■ Extracted records:
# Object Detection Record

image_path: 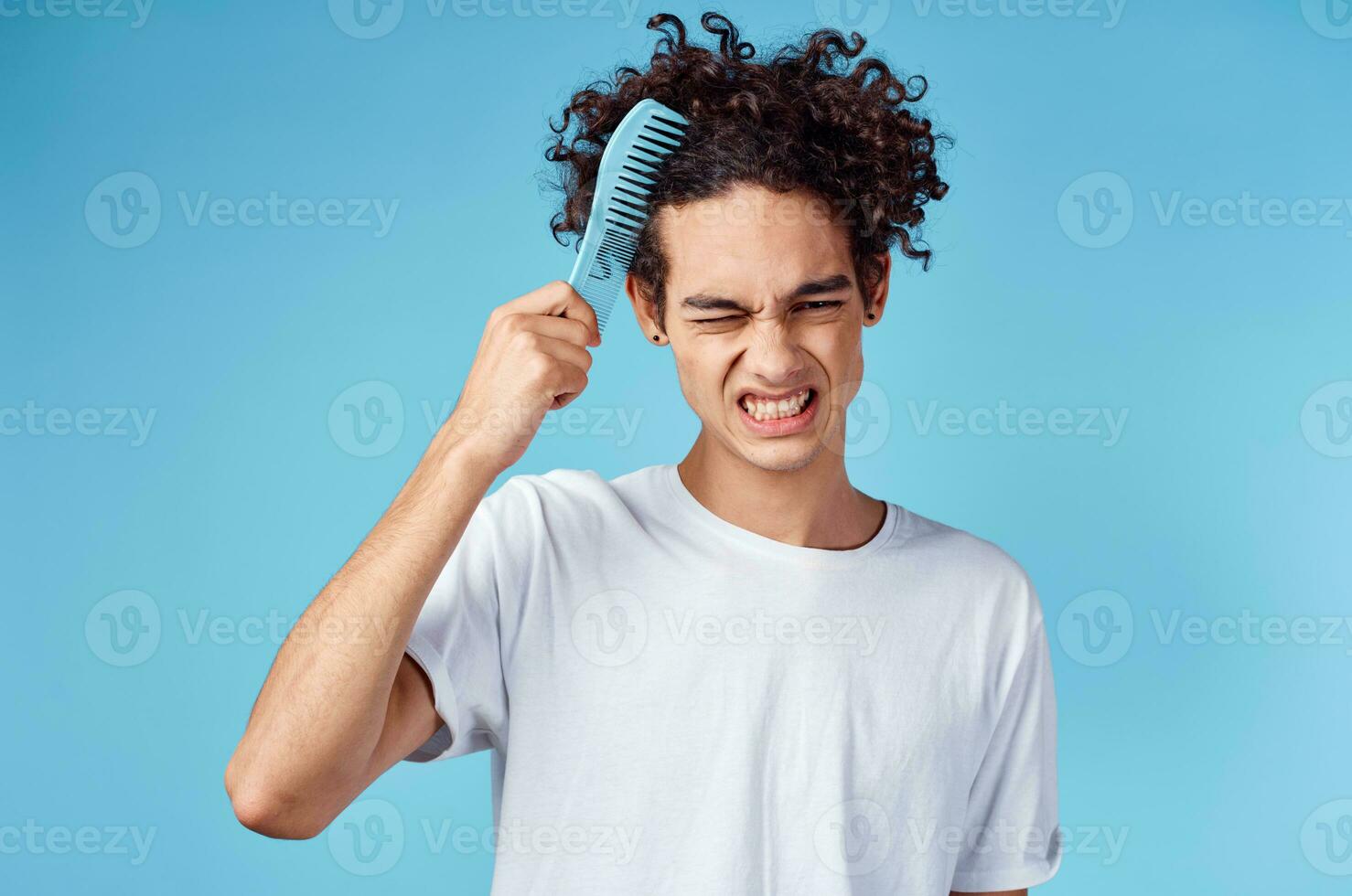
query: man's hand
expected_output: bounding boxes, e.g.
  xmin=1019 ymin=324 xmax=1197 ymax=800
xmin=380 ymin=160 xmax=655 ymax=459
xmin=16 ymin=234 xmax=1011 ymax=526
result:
xmin=446 ymin=280 xmax=600 ymax=472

■ Stated exercise: Show each line of the listing that contains the string "xmax". Case counts.

■ Final answer:
  xmin=1019 ymin=324 xmax=1197 ymax=800
xmin=380 ymin=160 xmax=655 ymax=459
xmin=16 ymin=234 xmax=1011 ymax=526
xmin=446 ymin=280 xmax=600 ymax=472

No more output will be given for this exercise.